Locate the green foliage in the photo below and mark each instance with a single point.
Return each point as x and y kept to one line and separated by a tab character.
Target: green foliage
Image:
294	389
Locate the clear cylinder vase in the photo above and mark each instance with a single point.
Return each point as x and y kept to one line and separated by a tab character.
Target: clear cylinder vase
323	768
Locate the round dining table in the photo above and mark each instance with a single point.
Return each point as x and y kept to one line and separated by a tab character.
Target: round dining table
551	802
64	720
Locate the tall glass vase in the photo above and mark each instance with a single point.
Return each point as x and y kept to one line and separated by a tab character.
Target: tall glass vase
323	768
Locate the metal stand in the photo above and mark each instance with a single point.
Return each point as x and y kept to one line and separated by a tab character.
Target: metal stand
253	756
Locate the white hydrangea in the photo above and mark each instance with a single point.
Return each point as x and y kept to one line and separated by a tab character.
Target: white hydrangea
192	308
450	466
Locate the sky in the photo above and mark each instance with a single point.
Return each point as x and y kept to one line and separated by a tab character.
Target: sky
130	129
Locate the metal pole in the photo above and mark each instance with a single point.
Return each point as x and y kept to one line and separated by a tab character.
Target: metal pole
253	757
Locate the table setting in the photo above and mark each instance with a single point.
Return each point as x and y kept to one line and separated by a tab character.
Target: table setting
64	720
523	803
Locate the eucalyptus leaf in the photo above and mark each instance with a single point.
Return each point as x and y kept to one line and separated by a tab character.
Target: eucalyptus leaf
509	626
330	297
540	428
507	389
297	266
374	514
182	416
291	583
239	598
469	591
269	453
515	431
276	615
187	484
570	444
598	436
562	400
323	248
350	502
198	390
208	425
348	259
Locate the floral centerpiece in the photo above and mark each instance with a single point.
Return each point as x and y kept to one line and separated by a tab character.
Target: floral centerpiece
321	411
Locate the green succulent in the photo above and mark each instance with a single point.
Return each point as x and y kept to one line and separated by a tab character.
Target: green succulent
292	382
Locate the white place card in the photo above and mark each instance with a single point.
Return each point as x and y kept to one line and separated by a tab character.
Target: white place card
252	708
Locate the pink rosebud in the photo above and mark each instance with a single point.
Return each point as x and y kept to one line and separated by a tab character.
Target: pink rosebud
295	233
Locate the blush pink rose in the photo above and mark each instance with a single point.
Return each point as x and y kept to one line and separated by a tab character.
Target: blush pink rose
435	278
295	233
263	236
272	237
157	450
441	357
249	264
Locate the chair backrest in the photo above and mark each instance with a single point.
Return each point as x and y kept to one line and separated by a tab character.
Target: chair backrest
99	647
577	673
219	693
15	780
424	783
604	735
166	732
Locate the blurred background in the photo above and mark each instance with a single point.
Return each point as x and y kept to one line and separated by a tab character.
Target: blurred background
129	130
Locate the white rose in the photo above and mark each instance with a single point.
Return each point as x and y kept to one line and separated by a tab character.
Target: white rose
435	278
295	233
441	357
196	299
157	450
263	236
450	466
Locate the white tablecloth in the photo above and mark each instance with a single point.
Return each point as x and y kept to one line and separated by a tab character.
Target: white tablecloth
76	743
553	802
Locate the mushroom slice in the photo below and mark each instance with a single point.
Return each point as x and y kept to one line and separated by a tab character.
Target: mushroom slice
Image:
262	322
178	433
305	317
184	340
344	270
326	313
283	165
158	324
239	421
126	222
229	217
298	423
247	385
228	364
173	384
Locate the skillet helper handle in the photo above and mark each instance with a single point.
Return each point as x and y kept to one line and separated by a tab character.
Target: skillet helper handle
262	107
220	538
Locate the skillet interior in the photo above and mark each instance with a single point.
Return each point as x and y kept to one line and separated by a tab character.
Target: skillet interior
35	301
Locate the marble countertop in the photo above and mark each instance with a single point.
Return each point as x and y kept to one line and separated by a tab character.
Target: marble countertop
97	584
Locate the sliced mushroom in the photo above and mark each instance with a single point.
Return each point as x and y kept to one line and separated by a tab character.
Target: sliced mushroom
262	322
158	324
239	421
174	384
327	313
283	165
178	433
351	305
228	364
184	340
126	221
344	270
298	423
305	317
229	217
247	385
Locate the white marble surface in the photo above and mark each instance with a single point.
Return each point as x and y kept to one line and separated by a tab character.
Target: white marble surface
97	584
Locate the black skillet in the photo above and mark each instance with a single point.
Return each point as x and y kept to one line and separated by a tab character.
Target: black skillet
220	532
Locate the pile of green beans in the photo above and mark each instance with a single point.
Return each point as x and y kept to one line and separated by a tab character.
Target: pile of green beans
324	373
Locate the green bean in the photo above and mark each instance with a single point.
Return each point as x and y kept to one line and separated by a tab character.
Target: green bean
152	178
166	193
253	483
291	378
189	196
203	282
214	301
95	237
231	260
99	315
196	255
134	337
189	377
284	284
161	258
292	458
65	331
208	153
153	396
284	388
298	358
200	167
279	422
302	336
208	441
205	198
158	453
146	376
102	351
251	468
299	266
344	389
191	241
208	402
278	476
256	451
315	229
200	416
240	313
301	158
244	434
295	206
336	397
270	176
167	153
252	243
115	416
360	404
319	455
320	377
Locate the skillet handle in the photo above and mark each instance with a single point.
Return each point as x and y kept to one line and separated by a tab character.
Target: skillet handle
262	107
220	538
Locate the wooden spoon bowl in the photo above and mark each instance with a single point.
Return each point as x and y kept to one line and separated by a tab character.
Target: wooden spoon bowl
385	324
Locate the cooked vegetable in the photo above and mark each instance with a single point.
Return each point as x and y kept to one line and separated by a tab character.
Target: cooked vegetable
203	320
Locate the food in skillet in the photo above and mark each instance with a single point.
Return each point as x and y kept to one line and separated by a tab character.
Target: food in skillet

_ _ _ _ _ _ _

# Objective
Could you quote the material above in full, exactly as it stands?

# Complete response
Locate the green foliage in the photo below and mark each instance with a single point.
Return each point as x and y kept to one line and separated by a tab character.
Target: green foliage
Image:
294	389
Locate the clear cylinder vase in the photo above and mark each instance with a single point.
Return each point as x and y kept to one line and separated by a tab character.
Target: clear cylinder vase
323	768
Locate the round dining table in the photo above and mark each instance with a single point.
Return each point as x and y kept to one line and separated by a tab character.
Target: round dining table
551	802
64	720
Locate the tall glass vase in the photo above and mark each instance with a single point.
Return each point as x and y kept to one line and separated by a tab character.
Target: tall glass vase
323	768
Locate the metal stand in the photo above and mark each instance with a single point.
Return each point as x and y kept to one line and separated by a tab character.
Target: metal stand
253	756
Locate the white hydrangea in the photo above and mark each instance with a single point.
Return each point as x and y kept to one line and separated by a tab character.
Target: white hydrangea
192	308
450	466
Locate the sky in the photo above and mark each instance with a single point.
Return each point as x and y kept to one line and separated by a tab character.
Target: sky
130	129
Locate the metal pole in the photo above and mark each instance with a single point.
Return each point as x and y kept to one line and separated by a tab character.
Target: metal pole
253	757
Locate the table setting in the photo above and mark each instance with a single point.
Return each point as x and y kept to one line and separated by a tab character.
Target: table setting
64	720
523	803
Locate the eucalyptus leaf in the photo above and mark each instance with a single point.
Return each point as x and y kept to one line and separated by a tab character.
Target: eucalyptus leaf
509	626
330	297
540	428
507	389
297	266
374	514
182	416
291	583
239	598
469	591
269	453
515	431
276	615
187	484
570	444
598	436
562	400
323	248
350	502
198	390
208	425
348	259
Locate the floral centerpiece in the photo above and mark each instance with a single point.
Return each point as x and y kept to one line and separated by a tab character.
Target: floral centerpiece
321	411
Locate the green succulent in the photo above and mark each instance with a single point.
Return each point as x and y kept to one line and separated by a tab character.
Target: green succulent
292	382
Locate the white place card in the photo above and mark each instance with a single point.
Return each point as x and y kept to one line and separated by a tab character.
Target: white place card
252	708
Locate the pink rosebud in the photo above and mark each instance with a single point.
Return each point as x and y kept to one line and separated by a tab character.
Target: pink rosebud
295	233
Locate the blush pink rose in the photo above and mark each instance with a single point.
Return each point as x and y kept to one line and separated by a tab character.
Target: blush pink rose
435	278
295	233
263	236
272	237
157	450
441	357
249	264
Locate the chair backrest in the photo above and mark each instance with a single point.
Return each point as x and y kept to one line and separated by a tab character.
Target: chair backrest
99	647
577	673
219	693
15	780
424	783
604	735
166	732
Locate the blurred background in the photo above and mark each instance with a single point.
Return each point as x and y kept to one line and separated by a tab character.
Target: blurred background
129	130
Locate the white rose in the photo above and mark each instance with a single point.
Return each point as x and y kept to one line and separated by a tab character.
Target: white rose
435	278
295	233
441	357
196	299
157	450
263	236
450	466
Locate the white tablecloth in the photo above and mark each instance with a single point.
Return each point as x and y kept to one line and separated by a tab character.
Target: white tablecloth
76	743
553	802
Locate the mushroom slice in the photo below and mark each instance with a single point.
Return each point as x and y kept to one line and separated by a tab character.
Target: mushroom slice
Image:
262	322
178	433
305	317
184	340
344	270
326	313
283	165
158	324
239	421
126	222
229	217
298	423
247	385
228	364
173	384
Locate the skillet helper handle in the photo above and mark each instance with a single point.
Return each point as x and y kept to one line and separated by a tab character.
Target: skillet helper handle
262	107
220	538
Locate the skillet interior in the photo above and mark each instance with a single point.
Return each point as x and y kept to one line and separated by a tab character.
Target: skillet interior
35	301
Locate the marble countertop in the photo above and mark each instance with a single point.
Return each point as x and y kept to one line and separated by a tab character.
Target: marble countertop
97	584
Locate the sliced mushroom in the photo above and mark each instance with a single point.
Return each point as x and y kept to one line and separated by a tab character.
Target: sliced mushroom
262	322
158	324
239	421
174	384
327	313
283	165
178	433
351	305
228	364
184	340
126	221
344	270
298	423
305	317
229	217
247	385
Locate the white marble surface in the photo above and mark each instance with a single point.
Return each point as x and y kept to one line and separated by a tab character.
Target: white marble surface
97	584
Locate the black skillet in the photo above and mark each instance with a single point.
Return each point as x and y kept to one line and separated by a tab character.
Target: black skillet
220	532
Locate the pile of green beans in the photo above and mark each instance with a single point.
Return each point as x and y kept to one line and separated by a tab character.
Target: pile of green beans
324	373
Locate the green bean in the photo above and mark each instance with a single point.
Return each point as x and y kept to one line and separated by a tab character.
Target: green bean
152	178
166	193
253	483
291	378
189	196
203	282
214	301
95	237
231	260
99	315
196	255
134	337
189	377
284	284
161	258
292	458
65	331
208	153
153	396
284	388
298	358
200	167
279	422
302	336
208	441
205	198
158	453
146	376
102	351
251	468
299	266
344	389
191	241
208	402
278	476
256	451
315	229
200	416
240	313
301	158
244	434
295	206
336	397
270	176
167	153
252	243
115	416
360	404
319	455
320	377
Locate the skillet handle in the photo above and mark each instance with a single point.
Return each point as x and y kept to one line and separated by a tab character.
Target: skillet handle
262	107
220	538
Locate the wooden spoon bowl in the photo above and mark each instance with a single point.
Return each point as x and y kept to one line and separated by a tab character.
Target: wooden spoon bowl
385	324
Locate the cooked vegetable in the photo above and mark each instance with a single point.
Return each point as x and y kept to one line and separated by a tab character.
Target: cooked vegetable
203	320
Locate the food in skillet in the photo above and mark each instance with a single point.
Return each point as x and y kept to one line and separated by a tab character.
Target: food in skillet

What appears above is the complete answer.